------ Dataset excerpts
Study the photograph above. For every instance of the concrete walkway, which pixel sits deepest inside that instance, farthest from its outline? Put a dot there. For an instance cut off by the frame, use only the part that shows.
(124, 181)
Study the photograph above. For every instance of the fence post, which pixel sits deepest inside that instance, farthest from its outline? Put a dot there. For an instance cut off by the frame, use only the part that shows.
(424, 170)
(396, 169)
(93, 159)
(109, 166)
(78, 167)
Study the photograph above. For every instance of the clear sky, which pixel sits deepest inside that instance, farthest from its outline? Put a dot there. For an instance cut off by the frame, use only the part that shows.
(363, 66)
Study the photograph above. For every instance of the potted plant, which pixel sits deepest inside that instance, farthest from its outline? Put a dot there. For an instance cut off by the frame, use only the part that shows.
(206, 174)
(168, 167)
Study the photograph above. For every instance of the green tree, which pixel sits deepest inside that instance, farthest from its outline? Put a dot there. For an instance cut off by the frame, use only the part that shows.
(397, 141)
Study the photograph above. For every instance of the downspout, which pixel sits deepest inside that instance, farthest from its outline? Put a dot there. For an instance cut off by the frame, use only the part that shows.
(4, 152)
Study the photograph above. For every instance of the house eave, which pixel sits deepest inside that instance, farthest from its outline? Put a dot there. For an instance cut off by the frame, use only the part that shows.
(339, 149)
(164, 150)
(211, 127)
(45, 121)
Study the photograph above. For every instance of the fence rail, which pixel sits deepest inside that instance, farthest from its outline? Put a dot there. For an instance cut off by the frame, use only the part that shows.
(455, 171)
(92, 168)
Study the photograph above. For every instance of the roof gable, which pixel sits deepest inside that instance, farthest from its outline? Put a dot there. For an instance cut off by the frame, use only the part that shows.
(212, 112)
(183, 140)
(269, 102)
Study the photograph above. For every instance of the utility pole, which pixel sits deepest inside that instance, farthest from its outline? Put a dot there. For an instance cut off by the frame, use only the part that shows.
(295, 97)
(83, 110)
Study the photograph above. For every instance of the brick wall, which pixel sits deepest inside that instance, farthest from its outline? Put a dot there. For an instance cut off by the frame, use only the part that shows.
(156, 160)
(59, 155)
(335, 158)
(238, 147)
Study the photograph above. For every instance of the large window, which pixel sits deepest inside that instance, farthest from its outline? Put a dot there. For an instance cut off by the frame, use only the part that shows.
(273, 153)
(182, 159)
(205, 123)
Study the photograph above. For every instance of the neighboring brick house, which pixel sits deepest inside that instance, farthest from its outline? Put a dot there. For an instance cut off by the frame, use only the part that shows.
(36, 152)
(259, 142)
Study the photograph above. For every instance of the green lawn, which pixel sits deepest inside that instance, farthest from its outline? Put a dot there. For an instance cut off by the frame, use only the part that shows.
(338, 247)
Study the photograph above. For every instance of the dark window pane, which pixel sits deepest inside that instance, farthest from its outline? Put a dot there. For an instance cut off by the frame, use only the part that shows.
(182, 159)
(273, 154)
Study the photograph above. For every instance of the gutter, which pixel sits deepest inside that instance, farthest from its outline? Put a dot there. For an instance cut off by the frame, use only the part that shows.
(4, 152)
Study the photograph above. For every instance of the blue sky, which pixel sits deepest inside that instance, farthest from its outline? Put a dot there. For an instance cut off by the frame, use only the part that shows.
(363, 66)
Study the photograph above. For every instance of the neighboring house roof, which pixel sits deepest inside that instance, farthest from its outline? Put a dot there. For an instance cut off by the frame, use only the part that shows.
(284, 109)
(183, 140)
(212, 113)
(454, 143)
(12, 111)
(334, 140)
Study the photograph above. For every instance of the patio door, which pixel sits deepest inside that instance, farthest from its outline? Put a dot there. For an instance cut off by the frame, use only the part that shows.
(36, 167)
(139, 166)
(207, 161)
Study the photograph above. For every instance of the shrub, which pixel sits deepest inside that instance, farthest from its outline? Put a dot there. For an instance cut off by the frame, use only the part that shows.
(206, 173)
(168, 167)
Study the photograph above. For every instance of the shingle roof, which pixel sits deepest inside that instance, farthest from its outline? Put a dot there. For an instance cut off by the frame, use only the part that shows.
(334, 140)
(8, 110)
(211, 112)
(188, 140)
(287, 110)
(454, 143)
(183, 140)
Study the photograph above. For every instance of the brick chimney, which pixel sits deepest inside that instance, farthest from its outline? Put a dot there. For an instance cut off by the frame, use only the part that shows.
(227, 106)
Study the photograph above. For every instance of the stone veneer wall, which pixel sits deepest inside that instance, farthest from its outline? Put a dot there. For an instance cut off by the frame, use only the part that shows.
------------
▶ [Task to complete]:
Repeat the material above exactly.

▶ [Solution to the exercise]:
Study the photograph above. For every instance of the concrete walkway, which pixel sits deepest inside that instance, farthest from its outline? Put a dot there. For an instance cut off by the frame, use only the part that shows.
(124, 181)
Study the photograph above. For every instance of the fence post, which pixel sits deepest inside that instance, farthest from its outline? Put a dot there. For an instance cut off by the frame, use only the part that shows.
(424, 170)
(396, 169)
(93, 159)
(109, 166)
(78, 167)
Study the photograph above. For every instance of the clear sky, which pixel sits deepest inside that instance, farthest from its outline? Put a dot there. For an instance cut off by the frame, use only the part that shows.
(363, 66)
Study the photograph above. For every instance of the potted plant, which pixel sits deepest inside that instance, farthest from its outline? Put a dot there. For an instance cut off by the frame, use only the part that shows.
(206, 174)
(168, 167)
Study the photograph above. For every instance of the green tree, which pixel sits deepest inside that instance, farthest from its outline? Put a dot there. For an instance cut off by the frame, use only the part that shows.
(397, 141)
Study the photograph above. For every instance of the downspout, which pixel sits deepest inside that instance, farthest from its outline? Put a dot there. For an instance cut off by the frame, use only the part that shows.
(4, 152)
Study the photograph above. For every instance of the house eave, which pixel sits deepest inside that instance, farthest from its outline? Put a dot there. For an instance cut off by the frame, use only the part that shows.
(339, 149)
(164, 150)
(211, 127)
(45, 121)
Study the photograph above. For every instance of the fence rail, which pixel sits deepest inside that instance, farthest from its outline? Put a dot there. For an instance cut off by the frame, use only the part that shows.
(455, 171)
(92, 168)
Study the photograph above. For every instance of the roof gable, which pixel sits deepest inside that instance, farthest from its outline? Put a dot there. For an instance cut off by the frame, use only the part that shows.
(212, 112)
(183, 140)
(269, 102)
Study the photograph above. For every instance of the utility pole, which pixel sits deepest inside that instance, farthest from its outline? Put a dot there. For an instance cut off by the frame, use only the part that shows.
(295, 97)
(83, 110)
Study the photograph above. For every instance of the brick wall, which pixel sits deepest inside that instance, farthest from its outline? Put a dot there. For an instance cut off by the frame, use only the part that shows.
(156, 160)
(59, 155)
(335, 158)
(238, 147)
Study the photograph above. For every instance of the large window, which pixel sits deepest inside that instance, farthest from its outline? Put a dot there. For an instance cut off by the frame, use only the part that shows.
(273, 153)
(182, 159)
(205, 123)
Study the photograph above. For every instance of the neighboring brick house, which pixel sits deepest inside that instance, farthest from its outline? Put a dot there. For an instance cut off by the frame, use only the part that shows.
(36, 152)
(259, 142)
Study the photograph above. For every instance of the green lawn, which pixel sits deepest inside that instance, farthest from its outline? Put a dot there. For an instance cut off by the frame, use only the part that shows.
(338, 247)
Study the photograph above. For every instance of the dark window pane, which pixel sits deepest inside that instance, farthest from its outline? Put a dot there. For an instance cut off by the frame, use only the part that shows.
(182, 159)
(273, 154)
Study the photograph above. For every instance of the gutter, which pixel sits deepest inside that instance, farthest from its outline? Put a dot there. For an instance cut off by the frame, use only the part that shows.
(4, 152)
Study the photograph above. For every instance of the blue sky, which pixel sits deepest inside that instance, farthest from its outline? Put a dot there. For an instance cut off by the frame, use only the part that shows.
(363, 66)
Study the photograph above. For every instance of the neighboring house roof, which pixel sits deepest inside that instance, farthest from its outline? Put a dot there. For an instance cut off by the frame, use only the part that shows.
(284, 109)
(183, 140)
(212, 113)
(454, 143)
(12, 111)
(334, 140)
Study the photograph above. For every instance of the patio door, which pixel sits deepest inside that instance, farthest from its outline? Put a dot there. For an instance cut off by the frame, use only the part that shows.
(36, 167)
(139, 166)
(207, 161)
Study the photograph above. For every instance of the shrub, which pixel sits deepest inside that instance, farthest from its outline? Put a dot there. For an instance cut off by the frame, use only the part that shows.
(206, 173)
(168, 167)
Study the photograph above. For every instance of the shingle roof, which pixel sits deepest inside that instance, farthest from its outline? Put a dot there. For an instance cut off by the frame, use only the part that shows.
(334, 140)
(8, 110)
(211, 112)
(188, 140)
(287, 110)
(454, 143)
(183, 140)
Study the photograph above. For every instance of the brick chimney, which pixel sits deepest inside that instance, farthest from its outline? Put a dot there. For an instance cut off by the frame, use only the part that shows.
(227, 106)
Study the photograph above. For every instance of the stone veneer wall, which pixel sits deepest inside that instance, farthest from its outline? Put a dot there. For an instance cut off by the frame, use only the part that shows.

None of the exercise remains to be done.